Starting at the line that contains "the sunglasses, that" and ending at the line that contains "(1327, 555)", write those lines out again with "drop a dot" switched to "place a point". Keep everything else in them unchanged.

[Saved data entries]
★ ★ ★ ★

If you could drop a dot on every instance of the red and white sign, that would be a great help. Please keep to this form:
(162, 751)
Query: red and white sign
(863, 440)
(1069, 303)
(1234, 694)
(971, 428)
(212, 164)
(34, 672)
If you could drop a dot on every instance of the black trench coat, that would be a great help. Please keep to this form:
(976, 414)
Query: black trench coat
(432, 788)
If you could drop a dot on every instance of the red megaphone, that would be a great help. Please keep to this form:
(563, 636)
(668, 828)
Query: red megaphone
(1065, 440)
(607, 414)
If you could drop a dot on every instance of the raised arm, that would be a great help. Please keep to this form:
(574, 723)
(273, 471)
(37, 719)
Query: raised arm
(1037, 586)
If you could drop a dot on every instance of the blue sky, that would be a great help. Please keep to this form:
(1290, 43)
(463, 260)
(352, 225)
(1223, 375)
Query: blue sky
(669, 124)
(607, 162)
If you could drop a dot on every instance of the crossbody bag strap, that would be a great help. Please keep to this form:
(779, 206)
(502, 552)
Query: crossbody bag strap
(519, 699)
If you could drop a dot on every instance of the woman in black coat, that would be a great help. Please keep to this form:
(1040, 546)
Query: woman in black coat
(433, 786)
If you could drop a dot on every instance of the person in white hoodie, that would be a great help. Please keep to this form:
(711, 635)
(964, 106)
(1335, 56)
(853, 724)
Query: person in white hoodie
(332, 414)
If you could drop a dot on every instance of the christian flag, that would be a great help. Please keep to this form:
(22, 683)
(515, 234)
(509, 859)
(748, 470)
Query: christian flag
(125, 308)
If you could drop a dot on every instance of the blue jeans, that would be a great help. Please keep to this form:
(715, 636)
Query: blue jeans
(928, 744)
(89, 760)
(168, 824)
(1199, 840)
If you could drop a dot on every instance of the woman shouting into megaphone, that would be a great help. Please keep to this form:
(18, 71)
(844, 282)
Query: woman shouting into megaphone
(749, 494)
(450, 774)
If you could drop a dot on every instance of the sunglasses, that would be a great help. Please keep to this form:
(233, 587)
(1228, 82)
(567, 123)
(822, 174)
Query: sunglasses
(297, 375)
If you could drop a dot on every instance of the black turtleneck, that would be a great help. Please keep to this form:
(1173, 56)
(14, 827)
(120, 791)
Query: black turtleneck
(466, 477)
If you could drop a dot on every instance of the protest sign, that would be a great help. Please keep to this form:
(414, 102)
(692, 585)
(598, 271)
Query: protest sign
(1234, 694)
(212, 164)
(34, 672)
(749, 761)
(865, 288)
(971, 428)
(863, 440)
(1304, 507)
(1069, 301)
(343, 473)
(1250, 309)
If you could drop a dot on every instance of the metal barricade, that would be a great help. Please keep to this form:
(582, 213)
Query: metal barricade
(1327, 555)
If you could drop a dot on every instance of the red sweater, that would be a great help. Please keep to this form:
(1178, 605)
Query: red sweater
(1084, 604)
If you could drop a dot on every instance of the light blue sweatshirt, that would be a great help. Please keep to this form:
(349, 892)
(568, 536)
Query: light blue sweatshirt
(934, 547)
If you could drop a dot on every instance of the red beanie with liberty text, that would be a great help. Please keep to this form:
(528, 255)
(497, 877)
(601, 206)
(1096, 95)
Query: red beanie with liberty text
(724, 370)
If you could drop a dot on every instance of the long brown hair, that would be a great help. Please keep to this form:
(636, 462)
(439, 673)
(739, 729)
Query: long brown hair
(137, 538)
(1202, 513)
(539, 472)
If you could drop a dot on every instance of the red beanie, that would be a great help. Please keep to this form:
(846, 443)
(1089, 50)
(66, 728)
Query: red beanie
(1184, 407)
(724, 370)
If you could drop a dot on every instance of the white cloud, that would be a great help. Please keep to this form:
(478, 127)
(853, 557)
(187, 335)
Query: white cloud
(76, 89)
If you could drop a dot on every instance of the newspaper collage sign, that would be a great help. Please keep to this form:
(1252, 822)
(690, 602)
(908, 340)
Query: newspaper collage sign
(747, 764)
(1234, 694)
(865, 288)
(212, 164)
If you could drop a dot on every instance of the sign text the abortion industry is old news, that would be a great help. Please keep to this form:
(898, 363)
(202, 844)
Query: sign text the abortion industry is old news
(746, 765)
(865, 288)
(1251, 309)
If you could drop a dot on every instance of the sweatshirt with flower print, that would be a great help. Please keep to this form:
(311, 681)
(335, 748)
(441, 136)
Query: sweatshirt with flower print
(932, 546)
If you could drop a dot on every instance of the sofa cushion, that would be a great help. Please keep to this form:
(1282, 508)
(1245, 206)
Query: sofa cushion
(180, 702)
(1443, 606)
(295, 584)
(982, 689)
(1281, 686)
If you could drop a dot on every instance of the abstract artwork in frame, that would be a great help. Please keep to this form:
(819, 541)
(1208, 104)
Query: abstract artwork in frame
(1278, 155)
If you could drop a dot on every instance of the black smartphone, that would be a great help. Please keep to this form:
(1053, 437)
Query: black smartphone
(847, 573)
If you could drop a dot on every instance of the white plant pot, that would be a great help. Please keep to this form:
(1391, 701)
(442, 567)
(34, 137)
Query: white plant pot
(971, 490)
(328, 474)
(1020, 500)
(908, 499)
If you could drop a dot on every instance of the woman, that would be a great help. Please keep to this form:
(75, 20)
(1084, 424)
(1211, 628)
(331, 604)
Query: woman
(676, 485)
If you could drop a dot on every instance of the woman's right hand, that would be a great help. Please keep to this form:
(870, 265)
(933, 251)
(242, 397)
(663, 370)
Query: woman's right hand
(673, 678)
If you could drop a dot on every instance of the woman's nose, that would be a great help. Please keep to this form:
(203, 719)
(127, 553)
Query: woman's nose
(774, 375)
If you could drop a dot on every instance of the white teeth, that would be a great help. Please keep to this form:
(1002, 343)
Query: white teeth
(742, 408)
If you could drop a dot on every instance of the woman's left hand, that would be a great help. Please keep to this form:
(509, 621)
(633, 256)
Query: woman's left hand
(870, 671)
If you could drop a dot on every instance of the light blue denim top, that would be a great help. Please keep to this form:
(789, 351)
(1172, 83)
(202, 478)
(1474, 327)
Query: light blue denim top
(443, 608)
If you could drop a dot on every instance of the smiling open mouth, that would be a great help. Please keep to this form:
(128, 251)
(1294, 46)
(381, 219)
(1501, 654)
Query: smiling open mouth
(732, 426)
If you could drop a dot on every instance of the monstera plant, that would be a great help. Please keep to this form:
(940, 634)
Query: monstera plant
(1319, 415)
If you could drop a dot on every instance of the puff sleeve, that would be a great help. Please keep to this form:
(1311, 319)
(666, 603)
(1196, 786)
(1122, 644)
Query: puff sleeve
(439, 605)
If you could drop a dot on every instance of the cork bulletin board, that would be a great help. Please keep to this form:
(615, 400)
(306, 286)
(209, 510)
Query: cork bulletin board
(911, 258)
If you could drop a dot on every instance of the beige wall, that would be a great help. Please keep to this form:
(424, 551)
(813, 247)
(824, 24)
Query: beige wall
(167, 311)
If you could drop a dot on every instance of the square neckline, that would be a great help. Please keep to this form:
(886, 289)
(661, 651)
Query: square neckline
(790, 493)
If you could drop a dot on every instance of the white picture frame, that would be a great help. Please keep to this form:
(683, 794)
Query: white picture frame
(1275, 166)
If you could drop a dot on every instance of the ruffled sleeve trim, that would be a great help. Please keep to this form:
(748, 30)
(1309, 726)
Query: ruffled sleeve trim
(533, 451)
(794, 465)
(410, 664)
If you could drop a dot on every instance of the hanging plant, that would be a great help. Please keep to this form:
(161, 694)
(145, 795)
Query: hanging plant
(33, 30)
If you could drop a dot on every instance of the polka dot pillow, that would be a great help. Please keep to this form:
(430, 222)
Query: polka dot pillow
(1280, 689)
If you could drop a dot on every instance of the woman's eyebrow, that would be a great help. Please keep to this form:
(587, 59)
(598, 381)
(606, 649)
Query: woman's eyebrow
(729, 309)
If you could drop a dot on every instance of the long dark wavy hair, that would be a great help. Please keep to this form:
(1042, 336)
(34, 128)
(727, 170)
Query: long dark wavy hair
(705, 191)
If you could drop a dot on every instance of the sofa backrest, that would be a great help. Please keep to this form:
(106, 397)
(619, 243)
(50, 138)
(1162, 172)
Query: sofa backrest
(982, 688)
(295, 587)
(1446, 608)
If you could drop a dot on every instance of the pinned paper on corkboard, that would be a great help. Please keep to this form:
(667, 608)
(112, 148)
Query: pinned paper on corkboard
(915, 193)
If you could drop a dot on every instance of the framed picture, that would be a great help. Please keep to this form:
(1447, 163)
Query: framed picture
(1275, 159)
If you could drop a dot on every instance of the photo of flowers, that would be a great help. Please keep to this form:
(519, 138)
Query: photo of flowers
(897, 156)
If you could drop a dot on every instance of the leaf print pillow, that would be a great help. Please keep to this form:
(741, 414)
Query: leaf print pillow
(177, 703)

★ ★ ★ ★

• **Exercise answer**
If you could place a point on every instance of the sunglasses, that would be a great help. Please keep to this form:
(233, 587)
(1228, 82)
(567, 123)
(822, 174)
Query: sunglasses
(297, 375)
If you could place a point on every instance of the black turtleneck, that would be a great help. Please keep to this form:
(1173, 56)
(14, 827)
(120, 791)
Query: black turtleneck
(466, 477)
If you could place a point on every instance of the protest sign, that would be a great help. Please keep to this form:
(414, 102)
(692, 585)
(598, 271)
Query: protest sign
(1234, 694)
(212, 164)
(34, 672)
(749, 761)
(865, 288)
(971, 428)
(863, 440)
(1304, 507)
(1069, 301)
(343, 473)
(1250, 309)
If you could place a point on every instance of the metal barricade, that would be a great help. Please keep to this form:
(582, 213)
Query: metal barricade
(1327, 555)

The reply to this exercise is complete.